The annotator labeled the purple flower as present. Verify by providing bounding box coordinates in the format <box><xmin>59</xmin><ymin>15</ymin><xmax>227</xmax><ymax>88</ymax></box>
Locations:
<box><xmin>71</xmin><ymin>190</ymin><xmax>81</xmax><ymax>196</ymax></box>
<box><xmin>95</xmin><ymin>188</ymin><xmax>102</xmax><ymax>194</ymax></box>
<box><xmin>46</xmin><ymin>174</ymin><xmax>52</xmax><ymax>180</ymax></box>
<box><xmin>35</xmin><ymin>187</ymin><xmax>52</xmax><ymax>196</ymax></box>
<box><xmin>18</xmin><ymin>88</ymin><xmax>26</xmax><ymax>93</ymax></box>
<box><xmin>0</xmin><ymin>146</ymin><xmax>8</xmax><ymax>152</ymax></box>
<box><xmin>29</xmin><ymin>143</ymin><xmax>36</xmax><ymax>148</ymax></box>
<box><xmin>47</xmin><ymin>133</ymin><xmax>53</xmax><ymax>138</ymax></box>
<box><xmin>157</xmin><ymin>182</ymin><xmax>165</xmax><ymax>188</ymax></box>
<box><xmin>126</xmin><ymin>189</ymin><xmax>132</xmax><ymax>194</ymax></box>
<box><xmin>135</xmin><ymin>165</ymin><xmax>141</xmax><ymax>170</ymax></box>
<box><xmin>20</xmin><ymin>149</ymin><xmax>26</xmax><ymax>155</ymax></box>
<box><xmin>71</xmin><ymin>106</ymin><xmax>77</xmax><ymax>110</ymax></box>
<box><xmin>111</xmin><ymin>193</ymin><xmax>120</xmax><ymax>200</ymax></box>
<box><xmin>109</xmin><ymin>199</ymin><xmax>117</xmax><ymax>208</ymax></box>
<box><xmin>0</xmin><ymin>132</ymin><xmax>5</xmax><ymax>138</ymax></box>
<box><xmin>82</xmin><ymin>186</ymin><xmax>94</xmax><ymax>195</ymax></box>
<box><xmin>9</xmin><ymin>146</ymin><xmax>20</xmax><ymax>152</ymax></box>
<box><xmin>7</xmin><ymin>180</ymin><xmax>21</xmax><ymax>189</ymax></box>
---
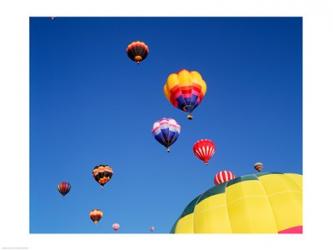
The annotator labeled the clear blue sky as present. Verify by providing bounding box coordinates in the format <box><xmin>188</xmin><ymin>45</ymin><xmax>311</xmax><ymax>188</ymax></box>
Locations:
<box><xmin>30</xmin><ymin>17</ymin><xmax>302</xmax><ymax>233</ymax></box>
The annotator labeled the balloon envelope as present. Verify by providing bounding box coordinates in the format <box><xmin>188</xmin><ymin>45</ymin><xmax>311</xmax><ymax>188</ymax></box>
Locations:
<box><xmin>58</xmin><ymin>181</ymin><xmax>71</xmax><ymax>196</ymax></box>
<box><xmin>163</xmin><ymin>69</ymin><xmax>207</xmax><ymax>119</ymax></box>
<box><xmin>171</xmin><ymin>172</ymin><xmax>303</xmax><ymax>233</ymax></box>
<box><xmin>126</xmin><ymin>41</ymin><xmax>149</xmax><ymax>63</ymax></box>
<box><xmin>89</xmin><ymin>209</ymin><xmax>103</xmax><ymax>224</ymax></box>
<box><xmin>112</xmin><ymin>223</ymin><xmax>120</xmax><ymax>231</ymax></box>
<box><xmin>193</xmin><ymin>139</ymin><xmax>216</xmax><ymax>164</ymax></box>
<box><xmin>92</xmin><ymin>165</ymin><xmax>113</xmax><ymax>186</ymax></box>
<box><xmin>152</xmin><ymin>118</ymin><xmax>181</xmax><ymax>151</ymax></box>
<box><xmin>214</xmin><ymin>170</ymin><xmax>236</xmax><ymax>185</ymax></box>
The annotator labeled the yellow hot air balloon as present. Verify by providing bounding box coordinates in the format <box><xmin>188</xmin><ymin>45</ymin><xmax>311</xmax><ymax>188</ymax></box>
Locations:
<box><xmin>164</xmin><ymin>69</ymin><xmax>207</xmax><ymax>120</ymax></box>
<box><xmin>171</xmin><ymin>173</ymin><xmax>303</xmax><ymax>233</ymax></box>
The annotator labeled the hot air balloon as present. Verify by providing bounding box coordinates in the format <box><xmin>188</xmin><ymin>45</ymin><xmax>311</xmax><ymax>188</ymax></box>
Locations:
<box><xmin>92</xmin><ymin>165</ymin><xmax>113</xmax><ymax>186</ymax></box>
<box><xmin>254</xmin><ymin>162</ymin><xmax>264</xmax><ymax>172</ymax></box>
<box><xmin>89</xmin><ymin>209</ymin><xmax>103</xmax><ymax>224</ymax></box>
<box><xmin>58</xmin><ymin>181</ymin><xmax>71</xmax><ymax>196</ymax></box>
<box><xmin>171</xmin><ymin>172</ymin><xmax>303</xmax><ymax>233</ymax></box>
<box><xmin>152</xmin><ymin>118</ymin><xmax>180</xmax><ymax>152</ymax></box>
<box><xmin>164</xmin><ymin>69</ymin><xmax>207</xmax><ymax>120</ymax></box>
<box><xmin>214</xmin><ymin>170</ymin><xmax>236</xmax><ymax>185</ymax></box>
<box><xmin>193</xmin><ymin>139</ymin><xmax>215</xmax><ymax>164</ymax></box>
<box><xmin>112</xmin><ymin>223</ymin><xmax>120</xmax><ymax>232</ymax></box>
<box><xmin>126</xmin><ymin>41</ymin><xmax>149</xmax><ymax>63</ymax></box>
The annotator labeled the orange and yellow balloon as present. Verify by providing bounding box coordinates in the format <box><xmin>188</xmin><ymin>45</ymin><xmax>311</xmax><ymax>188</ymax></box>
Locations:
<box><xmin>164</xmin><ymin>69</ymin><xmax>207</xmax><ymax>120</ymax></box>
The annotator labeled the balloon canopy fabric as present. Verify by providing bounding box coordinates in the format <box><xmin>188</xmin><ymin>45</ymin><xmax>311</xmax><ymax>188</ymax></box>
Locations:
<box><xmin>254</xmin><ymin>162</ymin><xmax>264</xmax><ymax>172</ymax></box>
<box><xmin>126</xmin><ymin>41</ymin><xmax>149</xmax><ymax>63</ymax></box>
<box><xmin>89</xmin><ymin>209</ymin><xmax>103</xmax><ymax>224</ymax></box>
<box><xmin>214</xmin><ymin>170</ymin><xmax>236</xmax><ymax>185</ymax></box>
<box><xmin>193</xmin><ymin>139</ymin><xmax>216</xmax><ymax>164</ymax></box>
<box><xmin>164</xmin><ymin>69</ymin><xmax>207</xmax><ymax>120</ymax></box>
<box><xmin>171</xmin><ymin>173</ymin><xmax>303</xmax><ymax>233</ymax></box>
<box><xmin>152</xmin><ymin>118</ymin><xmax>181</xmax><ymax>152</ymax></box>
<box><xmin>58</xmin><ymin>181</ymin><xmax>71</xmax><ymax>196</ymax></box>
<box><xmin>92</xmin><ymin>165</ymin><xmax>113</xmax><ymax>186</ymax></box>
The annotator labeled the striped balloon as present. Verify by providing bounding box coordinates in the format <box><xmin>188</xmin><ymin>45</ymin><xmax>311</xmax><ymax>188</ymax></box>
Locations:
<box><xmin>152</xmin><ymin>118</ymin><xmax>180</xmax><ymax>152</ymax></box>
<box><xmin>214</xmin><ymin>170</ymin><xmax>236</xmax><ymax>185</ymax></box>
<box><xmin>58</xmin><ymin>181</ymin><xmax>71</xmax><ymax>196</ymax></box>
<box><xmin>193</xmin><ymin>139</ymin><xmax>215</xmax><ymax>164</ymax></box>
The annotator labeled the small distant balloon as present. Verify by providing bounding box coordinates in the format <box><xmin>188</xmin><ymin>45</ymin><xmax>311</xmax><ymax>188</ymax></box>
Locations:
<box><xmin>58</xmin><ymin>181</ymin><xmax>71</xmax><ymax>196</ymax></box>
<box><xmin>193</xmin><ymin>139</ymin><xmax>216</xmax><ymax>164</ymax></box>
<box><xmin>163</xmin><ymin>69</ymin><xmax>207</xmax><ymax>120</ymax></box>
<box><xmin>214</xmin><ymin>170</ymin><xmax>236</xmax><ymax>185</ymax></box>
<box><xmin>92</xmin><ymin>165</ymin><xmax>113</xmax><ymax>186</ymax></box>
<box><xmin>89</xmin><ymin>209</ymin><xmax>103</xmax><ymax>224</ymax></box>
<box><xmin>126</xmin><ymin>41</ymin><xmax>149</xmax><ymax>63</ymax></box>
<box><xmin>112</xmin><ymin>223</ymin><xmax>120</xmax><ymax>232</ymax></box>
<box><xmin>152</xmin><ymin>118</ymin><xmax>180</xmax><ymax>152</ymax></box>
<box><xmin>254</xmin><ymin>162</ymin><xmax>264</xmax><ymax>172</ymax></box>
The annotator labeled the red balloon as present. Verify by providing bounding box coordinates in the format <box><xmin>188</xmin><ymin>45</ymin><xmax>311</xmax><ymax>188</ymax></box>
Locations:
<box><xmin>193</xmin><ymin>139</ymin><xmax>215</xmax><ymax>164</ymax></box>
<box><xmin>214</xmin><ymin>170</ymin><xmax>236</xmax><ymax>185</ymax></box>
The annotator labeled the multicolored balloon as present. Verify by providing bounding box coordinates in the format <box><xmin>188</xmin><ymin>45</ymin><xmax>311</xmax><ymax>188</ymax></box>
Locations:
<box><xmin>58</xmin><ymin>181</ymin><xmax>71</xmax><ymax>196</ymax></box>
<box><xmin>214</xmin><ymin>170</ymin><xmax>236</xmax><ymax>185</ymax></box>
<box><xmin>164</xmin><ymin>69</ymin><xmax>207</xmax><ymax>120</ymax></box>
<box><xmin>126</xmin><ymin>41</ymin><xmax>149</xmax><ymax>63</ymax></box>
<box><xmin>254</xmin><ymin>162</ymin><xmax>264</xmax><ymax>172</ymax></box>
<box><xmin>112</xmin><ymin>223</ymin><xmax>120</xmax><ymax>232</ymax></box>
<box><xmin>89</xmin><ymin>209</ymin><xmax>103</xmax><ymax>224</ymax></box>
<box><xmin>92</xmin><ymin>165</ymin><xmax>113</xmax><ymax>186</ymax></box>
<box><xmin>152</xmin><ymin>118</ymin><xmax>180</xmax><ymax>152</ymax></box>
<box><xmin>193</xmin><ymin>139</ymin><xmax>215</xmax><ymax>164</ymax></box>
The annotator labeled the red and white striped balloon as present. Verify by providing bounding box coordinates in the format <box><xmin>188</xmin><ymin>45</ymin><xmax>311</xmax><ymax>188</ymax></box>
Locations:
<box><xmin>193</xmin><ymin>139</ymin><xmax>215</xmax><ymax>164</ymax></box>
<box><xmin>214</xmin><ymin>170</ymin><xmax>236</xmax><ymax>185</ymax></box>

__WHAT IS NEEDED__.
Locate each line above that contains the word "yellow", and reproduce every such line in full.

__RESPONSE__.
The annotator labeled the yellow hot air balloon as present. Verify by providing bounding box coordinates in the format <box><xmin>188</xmin><ymin>45</ymin><xmax>311</xmax><ymax>188</ymax></box>
The annotator labeled the orange and yellow balloon as present. Verify by providing bounding box coordinates in the format <box><xmin>188</xmin><ymin>45</ymin><xmax>311</xmax><ymax>188</ymax></box>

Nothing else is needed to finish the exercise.